- [SET EXERCISE]: Copy the lines of every record below, character for character.

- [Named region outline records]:

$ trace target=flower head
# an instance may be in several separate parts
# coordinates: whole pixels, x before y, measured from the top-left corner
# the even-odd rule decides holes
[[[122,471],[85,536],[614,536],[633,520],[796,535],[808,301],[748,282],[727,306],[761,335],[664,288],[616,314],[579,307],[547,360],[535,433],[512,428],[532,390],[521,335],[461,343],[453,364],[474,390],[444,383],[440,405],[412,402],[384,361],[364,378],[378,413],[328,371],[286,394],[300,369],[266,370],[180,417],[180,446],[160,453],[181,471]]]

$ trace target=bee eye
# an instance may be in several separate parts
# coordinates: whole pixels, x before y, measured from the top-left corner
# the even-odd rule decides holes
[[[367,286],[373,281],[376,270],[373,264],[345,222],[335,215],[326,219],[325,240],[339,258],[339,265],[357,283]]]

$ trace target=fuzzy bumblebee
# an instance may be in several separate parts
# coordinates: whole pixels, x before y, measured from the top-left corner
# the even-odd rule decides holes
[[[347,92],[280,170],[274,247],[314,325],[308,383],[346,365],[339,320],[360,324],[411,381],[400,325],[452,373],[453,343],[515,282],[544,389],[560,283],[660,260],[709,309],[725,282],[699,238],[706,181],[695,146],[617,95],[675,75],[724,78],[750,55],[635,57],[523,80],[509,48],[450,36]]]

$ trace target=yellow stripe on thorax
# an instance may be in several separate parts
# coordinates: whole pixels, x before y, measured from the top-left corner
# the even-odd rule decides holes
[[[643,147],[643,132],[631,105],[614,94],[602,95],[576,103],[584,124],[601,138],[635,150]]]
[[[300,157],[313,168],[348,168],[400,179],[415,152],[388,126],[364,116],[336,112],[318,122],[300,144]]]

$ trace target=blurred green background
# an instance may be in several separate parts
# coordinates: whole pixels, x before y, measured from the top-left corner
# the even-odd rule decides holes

- [ANSWER FOR THIS EXERCISE]:
$ trace target=flower head
# an instance may be in several separate parts
# coordinates: whole pixels, x before y, measured from the top-left corner
# the even-odd rule decides holes
[[[122,471],[85,536],[614,536],[633,520],[796,535],[808,301],[748,282],[727,306],[761,335],[664,288],[616,314],[579,307],[547,360],[535,433],[512,428],[532,390],[521,335],[461,343],[453,364],[474,390],[444,383],[440,405],[412,402],[384,361],[364,378],[378,413],[328,371],[286,394],[300,369],[266,370],[180,417],[180,446],[160,453],[181,471]]]

$ trace target=bee eye
# an instance may be in several separate parts
# coordinates: whole pixels, x before y, measured from the top-left corner
# the even-odd rule decides holes
[[[367,286],[373,281],[376,270],[373,264],[345,222],[335,215],[326,219],[325,240],[339,258],[339,265],[357,283]]]

$ trace target=fuzzy bumblebee
# an instance may be in several separate parts
# coordinates: whole pixels, x before y, measured from the top-left corner
# the even-odd rule decides holes
[[[347,92],[280,170],[274,247],[314,325],[308,383],[346,365],[339,320],[360,324],[411,381],[400,325],[452,373],[453,343],[515,282],[544,389],[560,283],[660,260],[709,309],[725,282],[699,238],[706,181],[695,146],[617,95],[675,75],[724,78],[750,55],[635,57],[523,80],[509,48],[450,36]]]

$ trace target=yellow stripe on thorax
# an instance may be in several separate parts
# coordinates: whole pixels, x before y, measured from the top-left corner
# the even-odd rule decides holes
[[[643,147],[643,132],[631,105],[614,94],[602,95],[576,103],[584,124],[601,138],[635,150]]]
[[[300,157],[313,168],[348,168],[400,179],[415,152],[388,126],[364,116],[336,112],[318,122],[300,144]]]

$ trace target=blurred green background
# an instance may be in several separate parts
# coordinates: whole pixels, x before y, measured from the top-left corner
# the even-odd rule decides holes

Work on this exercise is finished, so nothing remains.